### Your objective
Your task is to retype each line of the data below exactly.

[Records from a data collection]
= = = = =

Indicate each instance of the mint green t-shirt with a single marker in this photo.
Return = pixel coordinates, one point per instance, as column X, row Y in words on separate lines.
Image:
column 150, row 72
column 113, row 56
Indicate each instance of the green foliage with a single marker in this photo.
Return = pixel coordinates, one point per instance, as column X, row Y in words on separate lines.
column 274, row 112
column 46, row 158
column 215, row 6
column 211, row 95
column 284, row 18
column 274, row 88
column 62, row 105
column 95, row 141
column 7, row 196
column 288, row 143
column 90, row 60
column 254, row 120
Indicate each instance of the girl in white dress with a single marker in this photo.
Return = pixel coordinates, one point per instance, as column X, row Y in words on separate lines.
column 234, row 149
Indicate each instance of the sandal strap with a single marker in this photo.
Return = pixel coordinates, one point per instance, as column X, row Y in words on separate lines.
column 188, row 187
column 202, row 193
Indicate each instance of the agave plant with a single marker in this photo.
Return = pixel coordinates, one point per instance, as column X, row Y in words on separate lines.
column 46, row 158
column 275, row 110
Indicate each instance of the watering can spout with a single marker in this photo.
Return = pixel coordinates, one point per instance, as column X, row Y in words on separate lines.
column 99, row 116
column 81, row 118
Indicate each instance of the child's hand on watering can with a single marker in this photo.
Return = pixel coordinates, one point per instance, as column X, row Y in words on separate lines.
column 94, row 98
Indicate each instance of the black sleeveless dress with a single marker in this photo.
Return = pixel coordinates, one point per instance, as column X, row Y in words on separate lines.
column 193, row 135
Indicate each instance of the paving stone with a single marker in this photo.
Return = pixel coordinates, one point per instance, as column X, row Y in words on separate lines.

= = = = =

### Answer to this task
Indicate each instance of the mint green t-shirt with a single marker in this photo.
Return = pixel coordinates, one point per instance, as column X, row Y in words on separate lines.
Image:
column 150, row 72
column 113, row 56
Indicate each instance of the green foliage with a single marker in this photo.
Return = pixel coordinates, one point per instance, as column X, row Y in words on separate lines.
column 274, row 112
column 46, row 158
column 215, row 6
column 211, row 95
column 284, row 18
column 274, row 88
column 62, row 105
column 95, row 141
column 7, row 196
column 288, row 143
column 90, row 60
column 254, row 120
Indicate each instance of the girl in white dress with a single marker in this photo.
Return = pixel coordinates, one point per instance, as column X, row Y in words on separate lines.
column 234, row 149
Indicate each instance of the sandal strap with a single marker in this photo.
Return = pixel coordinates, one point per instance, as column X, row Y in words on separate lines.
column 188, row 187
column 202, row 193
Indicate each instance of the agave plant with a single marker in this photo.
Return = pixel coordinates, one point per instance, as column X, row Y in words on separate lines.
column 46, row 158
column 275, row 110
Indicate each instance of the watering can spout with a single marker in this photo.
Return = pixel coordinates, one point per instance, as column X, row Y in words on separate lines.
column 99, row 116
column 81, row 118
Indicate each instance of the child's hand on watering can with a single marker in this photo.
Return = pixel coordinates, one point per instance, as column X, row Y in words on separate lines.
column 94, row 98
Indicate each instance of the black sleeveless dress with a single marker in this photo.
Return = pixel coordinates, one point per instance, as column X, row Y in words on separate lines.
column 193, row 135
Indicate each instance of the paving stone with a single marker in this photo.
Return = pixel coordinates, one point per instance, as column X, row Y in words on separate lines.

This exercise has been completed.